[Reading passage]:
Thank you mike. I can't wait to ride it Sunday.


----------



## barneyguey (Jun 3, 2021)

razinhellcustomz said:


> Is it Tierra? Nice looking bike Barry. RideOn. Razin.



No, it's Terra. That's the name the shelter told us. We found her in the woods near our house. I took her to the shelter and they tracked down the owner with the chip number. The owner said they had given her away. They also told the shelter her name. I adopted her after that. I think the owner probably dumped her in the woods. Super nice and loving dog. She likes to hug.


----------



## razinhellcustomz (Jun 3, 2021)

barneyguey said:


> No, it's Terra. That's the name the shelter told us. We found her in the woods near our house. I took her to the shelter and they tracked down the owner with the chip number. The owner said they had given her away. They also told the shelter her name. I adopted her after that. I think the owner probably dumped her in the woods. Super nice and loving dog. She likes to hug.



Sorry Barry, i thought you talking about the bike. Nice looking pup. Is she a pit bull? Cool dogs. Razin.


----------



## barneyguey (Jun 3, 2021)

razinhellcustomz said:


> Sorry Barry, i thought you talking about the bike. Nice looking pup. Is she a pit bull? Cool dogs. Razin.



Yes, she's a Pitbull. We love them. Some of the nicest dogs. Also very smart. They got bum rap.


----------



## Lonestar (Jun 3, 2021)

barneyguey said:


> Yes, she's a Pitbull. We love them. Some of the nicest dogs. Also very smart. They got bum rap.



Kinda the same story with my dog...co-worker/neighbor found her in the woods as a little pup.
Called me up & now she's our baby!


----------



## barneyguey (Jun 3, 2021)

razinhellcustomz said:


> Sorry Barry, i thought you talking about the bike. Nice looking pup. Is she a pit bull? Cool dogs. Razin.



Yes, she's a Pitbull. We love them. Some of the nicest a dogs. Also very smart. The got bum rap.


----------



## barneyguey (Jun 3, 2021)

Lonestar said:


> Kinda the same story with my dog...co-worker/neighbor found her in the woods as a little pup.
> Called me up & now she's our baby!
> 
> View attachment 1423572



Cool! Beautiful dog. Barry


----------



## barneyguey (Jun 3, 2021)

I got the grips and drop stand in the mail today.


----------



## Junkman Bob (Jun 3, 2021)

Looking good .... looking real good


----------



## razinhellcustomz (Jun 3, 2021)

barneyguey said:


> Yes, she's a Pitbull. We love them. Some of the nicest dogs. Also very smart. They got bum rap.



You sure got that right. I watch "Pitbulls and parolee's" on Dicovery and would have no problem adopting one myself. Great dogs and they make great family pets. JUDGE JUDY CAN F**CK OFF!!!


----------



## barneyguey (Jun 3, 2021)

razinhellcustomz said:


> You sure got that right. I watch "Pitbulls and parolee's" on Dicovery and would have no problem adopting one myself. Great dogs and they make great family pets. JUDGE JUDY CAN F**CK OFF!!!



Yes she can! Great family pets. Its the people that screw them up. You show them love and they give lots back!


----------



## frampton (Jun 3, 2021)

🙂


----------



## Autocycleplane (Jun 4, 2021)

I like all these early bikes without a gangway, looks cleaner. Cool project B, hope you find the more rare but much better looking 3.5" wide '36 style fenders for it.

[Given task A]:
In the forum thread, how did the shelter locate Terra's owner?

[Rows from a dataset]
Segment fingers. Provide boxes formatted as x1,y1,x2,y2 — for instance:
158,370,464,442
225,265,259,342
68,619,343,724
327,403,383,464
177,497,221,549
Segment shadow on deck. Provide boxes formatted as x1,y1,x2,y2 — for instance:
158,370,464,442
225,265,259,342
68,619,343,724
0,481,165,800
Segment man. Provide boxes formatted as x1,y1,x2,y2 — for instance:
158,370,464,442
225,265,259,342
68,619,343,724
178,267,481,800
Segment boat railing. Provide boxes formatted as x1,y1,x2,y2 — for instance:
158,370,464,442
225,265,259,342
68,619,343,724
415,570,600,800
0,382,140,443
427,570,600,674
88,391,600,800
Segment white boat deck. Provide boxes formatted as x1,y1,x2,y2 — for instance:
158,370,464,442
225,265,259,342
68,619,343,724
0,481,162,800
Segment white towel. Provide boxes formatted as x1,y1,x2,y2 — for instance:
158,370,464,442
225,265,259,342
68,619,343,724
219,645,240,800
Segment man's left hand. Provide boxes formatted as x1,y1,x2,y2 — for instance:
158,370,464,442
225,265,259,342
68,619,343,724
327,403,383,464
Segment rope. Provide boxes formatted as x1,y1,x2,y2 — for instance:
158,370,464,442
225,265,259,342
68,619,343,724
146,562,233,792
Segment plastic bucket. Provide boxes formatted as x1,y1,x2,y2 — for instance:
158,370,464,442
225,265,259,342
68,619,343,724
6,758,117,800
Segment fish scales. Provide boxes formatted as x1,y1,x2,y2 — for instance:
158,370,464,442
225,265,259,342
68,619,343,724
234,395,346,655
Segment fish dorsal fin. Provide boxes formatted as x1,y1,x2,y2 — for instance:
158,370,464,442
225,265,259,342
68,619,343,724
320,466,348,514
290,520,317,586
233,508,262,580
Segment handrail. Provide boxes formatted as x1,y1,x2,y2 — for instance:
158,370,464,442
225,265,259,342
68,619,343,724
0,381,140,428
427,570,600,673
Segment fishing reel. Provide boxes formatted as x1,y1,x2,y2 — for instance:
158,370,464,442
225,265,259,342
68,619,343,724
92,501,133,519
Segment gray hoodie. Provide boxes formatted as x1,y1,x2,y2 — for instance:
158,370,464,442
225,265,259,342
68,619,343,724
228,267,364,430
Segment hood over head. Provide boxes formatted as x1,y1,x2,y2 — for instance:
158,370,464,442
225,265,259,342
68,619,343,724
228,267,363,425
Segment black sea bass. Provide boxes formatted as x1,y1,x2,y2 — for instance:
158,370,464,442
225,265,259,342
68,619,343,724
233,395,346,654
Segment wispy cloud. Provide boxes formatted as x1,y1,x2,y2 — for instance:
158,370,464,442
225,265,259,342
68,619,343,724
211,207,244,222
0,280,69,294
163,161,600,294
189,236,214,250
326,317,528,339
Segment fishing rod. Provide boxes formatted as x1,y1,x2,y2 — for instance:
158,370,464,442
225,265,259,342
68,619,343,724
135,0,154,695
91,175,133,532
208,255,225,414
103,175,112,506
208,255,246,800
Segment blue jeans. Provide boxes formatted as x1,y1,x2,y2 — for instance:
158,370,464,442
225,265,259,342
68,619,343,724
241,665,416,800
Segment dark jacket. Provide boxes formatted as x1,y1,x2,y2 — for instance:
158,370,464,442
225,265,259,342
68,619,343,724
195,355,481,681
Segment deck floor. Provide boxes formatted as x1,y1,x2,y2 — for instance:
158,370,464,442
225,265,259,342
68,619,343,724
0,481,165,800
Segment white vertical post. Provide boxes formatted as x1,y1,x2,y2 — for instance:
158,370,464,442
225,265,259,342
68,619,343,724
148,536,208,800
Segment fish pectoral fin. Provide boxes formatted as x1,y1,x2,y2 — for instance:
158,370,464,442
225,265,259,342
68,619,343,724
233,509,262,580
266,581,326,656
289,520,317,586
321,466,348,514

[Given task B]:
Recast the lines of the records from the line with "Segment fish dorsal" to the line with "233,508,262,580" as a numbered list, omitting any blank lines.

[Exercise solution A]:
The shelter tracked down the owner using her chip number.

[Exercise solution B]:
1. Segment fish dorsal fin. Provide boxes formatted as x1,y1,x2,y2 — for instance:
2. 158,370,464,442
3. 225,265,259,342
4. 68,619,343,724
5. 320,466,348,514
6. 290,520,317,586
7. 233,508,262,580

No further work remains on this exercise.